▶ **Exercise aim**:
Revise the material below so that each occurrence of "signal-timing review" reads "traffic-signal audit", leaving everything else unchanged.

□ □ □ □ □ □ □

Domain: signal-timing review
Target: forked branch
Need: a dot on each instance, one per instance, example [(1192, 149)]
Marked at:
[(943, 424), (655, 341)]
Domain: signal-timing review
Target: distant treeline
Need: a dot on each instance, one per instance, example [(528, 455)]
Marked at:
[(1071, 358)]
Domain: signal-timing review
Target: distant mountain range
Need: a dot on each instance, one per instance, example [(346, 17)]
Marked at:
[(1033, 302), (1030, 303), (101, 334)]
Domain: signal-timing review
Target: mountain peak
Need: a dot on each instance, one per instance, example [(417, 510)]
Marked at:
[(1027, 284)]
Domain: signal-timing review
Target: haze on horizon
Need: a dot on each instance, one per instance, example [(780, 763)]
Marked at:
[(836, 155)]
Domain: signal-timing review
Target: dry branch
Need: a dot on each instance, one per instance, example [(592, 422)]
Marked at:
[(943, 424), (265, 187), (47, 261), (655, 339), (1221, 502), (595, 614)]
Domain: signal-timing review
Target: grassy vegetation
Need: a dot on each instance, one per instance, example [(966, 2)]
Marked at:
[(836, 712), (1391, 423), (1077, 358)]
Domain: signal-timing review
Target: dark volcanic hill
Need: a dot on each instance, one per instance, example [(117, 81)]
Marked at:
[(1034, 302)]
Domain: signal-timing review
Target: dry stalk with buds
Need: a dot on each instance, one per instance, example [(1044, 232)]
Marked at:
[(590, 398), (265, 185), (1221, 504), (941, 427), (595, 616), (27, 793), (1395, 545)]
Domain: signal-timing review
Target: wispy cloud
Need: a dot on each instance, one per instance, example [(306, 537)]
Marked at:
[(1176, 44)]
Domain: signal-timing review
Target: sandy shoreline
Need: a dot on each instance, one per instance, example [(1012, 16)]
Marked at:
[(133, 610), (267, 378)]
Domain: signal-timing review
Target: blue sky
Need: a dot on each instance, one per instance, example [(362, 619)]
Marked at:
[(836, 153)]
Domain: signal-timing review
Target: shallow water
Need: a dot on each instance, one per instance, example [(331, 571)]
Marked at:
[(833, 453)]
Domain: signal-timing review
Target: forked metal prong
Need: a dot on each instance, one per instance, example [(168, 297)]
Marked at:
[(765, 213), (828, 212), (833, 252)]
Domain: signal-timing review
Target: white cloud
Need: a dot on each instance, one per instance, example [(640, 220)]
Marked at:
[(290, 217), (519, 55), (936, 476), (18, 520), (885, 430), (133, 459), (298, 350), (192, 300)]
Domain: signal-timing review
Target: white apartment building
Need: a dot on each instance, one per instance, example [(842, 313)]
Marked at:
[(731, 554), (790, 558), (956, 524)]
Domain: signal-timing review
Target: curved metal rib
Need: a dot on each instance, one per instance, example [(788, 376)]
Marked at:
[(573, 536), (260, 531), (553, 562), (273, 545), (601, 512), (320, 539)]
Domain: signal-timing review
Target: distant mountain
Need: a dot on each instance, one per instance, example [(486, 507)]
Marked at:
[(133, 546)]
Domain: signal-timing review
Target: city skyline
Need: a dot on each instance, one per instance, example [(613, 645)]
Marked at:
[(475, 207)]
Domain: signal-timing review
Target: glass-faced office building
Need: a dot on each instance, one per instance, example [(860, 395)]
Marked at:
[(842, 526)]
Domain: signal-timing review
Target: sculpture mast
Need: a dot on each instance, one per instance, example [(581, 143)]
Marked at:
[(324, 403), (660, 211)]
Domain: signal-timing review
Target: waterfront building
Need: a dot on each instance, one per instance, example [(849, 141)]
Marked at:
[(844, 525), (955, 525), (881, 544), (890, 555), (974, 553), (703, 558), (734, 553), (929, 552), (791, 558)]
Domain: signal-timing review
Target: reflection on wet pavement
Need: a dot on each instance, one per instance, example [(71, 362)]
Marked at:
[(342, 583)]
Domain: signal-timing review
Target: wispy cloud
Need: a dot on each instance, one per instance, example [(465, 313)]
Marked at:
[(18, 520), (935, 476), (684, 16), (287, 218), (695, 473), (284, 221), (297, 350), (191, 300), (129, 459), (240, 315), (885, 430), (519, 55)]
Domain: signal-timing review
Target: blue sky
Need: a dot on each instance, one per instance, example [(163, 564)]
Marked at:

□ □ □ □ □ □ □

▶ **Right answer**:
Domain: traffic-signal audit
Target: forked branch
Need: a dot on each instance, one per instance, example [(1192, 149)]
Marked at:
[(943, 424), (655, 341)]
Domain: traffic-signal audit
Target: distant treeline
Need: a dot on each instance, one per instance, example [(528, 455)]
Marked at:
[(1071, 358)]
Domain: traffic-signal audit
Target: distant mountain range
Need: a dot on each instance, one per instance, example [(346, 17)]
Marked at:
[(1033, 302), (1030, 303), (101, 334)]
Domain: traffic-signal audit
Target: mountain peak
Need: a dot on each instance, one per instance, example [(417, 510)]
Marked at:
[(1027, 284)]
Domain: traffic-signal audit
Target: haze on horizon
Need: a dot on each instance, one per instance, example [(780, 763)]
Marked at:
[(836, 155)]
Domain: traffic-signal audit
Target: dry branch
Need: a dot on each instance, one per instance, example [(592, 422)]
Marked at:
[(943, 424), (265, 187), (47, 261), (655, 339), (1221, 502), (595, 614)]
Domain: traffic-signal audit
Target: grassy vegetation
Need: a dot on each instance, one per instance, example [(966, 2)]
Marked at:
[(836, 712), (1391, 423), (1077, 358)]
Domain: traffic-signal audit
Target: dark volcanic hill
Need: a dot on each instance, one per instance, example [(117, 81)]
Marked at:
[(1034, 302)]
Domain: traffic-signal audit
Target: dry stalk with buds
Need: a dot on each instance, one per instance, example [(1044, 232)]
Marked at:
[(590, 398), (265, 185), (1221, 504), (941, 427), (595, 616), (27, 793), (1395, 545)]
Domain: traffic-signal audit
Target: wispy cloud
Need: a dot on each instance, one per instance, example [(306, 537)]
Marked at:
[(1176, 44)]
Domain: traffic-signal audit
Target: sandy shoreline
Need: a dot on each instance, one per instance, example [(1012, 16)]
Marked at:
[(133, 610), (267, 378)]
Domain: traffic-signal audit
Target: blue sky
Need: a dot on each instance, one per instance, example [(362, 619)]
Marked at:
[(836, 153)]
Domain: traffic-signal audit
Target: shallow water
Need: a dot on each instance, one per instance, example [(331, 571)]
Marked at:
[(833, 453)]
Domain: traffic-signal audit
Target: forked metal prong
Need: a dot on each instance, one per instance, example [(168, 297)]
Marked at:
[(765, 213), (828, 212), (833, 252)]
Domain: traffic-signal audit
Target: white cloud
Need: a dot on each instance, one per instance, example [(640, 220)]
Marked at:
[(290, 217), (519, 55), (936, 476), (18, 520), (885, 430), (133, 459), (298, 350), (192, 300)]
Domain: traffic-signal audit
Target: white apartment building
Need: a dot on each instance, one per instance, example [(842, 313)]
Marked at:
[(731, 554), (790, 558), (956, 524)]
Domain: traffic-signal audit
Target: curved metal rib
Need: a dot on each instance, one per instance, example [(788, 376)]
Marked at:
[(573, 536), (260, 531), (553, 562), (273, 545), (601, 512), (320, 539)]
Domain: traffic-signal audit
Target: distant mountain
Need: a dot on each instance, one per instance, example [(486, 507)]
Marked at:
[(133, 546)]
Domain: traffic-signal audit
Target: city skyline
Need: a dot on each instance, one per instance, example [(613, 645)]
Marked at:
[(475, 207)]
Domain: traffic-signal audit
Target: glass-faced office building
Need: a dot on each instance, one per instance, example [(860, 395)]
Marked at:
[(842, 526)]
Domain: traffic-signal audit
Target: sculpture mast
Need: a dot on each instance, one per instance, example [(581, 143)]
Marked at:
[(324, 403), (660, 211)]
Domain: traffic-signal audit
Target: waterfront building
Need: a dot on each instance, one per instance, example [(849, 141)]
Marked at:
[(844, 525), (955, 525), (881, 544), (890, 555), (974, 553), (703, 558), (734, 553), (929, 552), (791, 558)]
Domain: traffic-signal audit
Target: reflection on wet pavement
Need: a dot on each instance, one per instance, example [(71, 362)]
Marked at:
[(342, 583)]
Domain: traffic-signal audit
Target: wispy cloud
Need: a dot on each instance, one per instance, example [(465, 313)]
Marked at:
[(18, 520), (935, 476), (684, 16), (287, 218), (695, 473), (284, 221), (297, 350), (191, 300), (129, 459), (240, 315), (885, 430), (519, 55)]
Domain: traffic-signal audit
Target: blue sky
Need: a dot on each instance, one per instance, example [(163, 564)]
Marked at:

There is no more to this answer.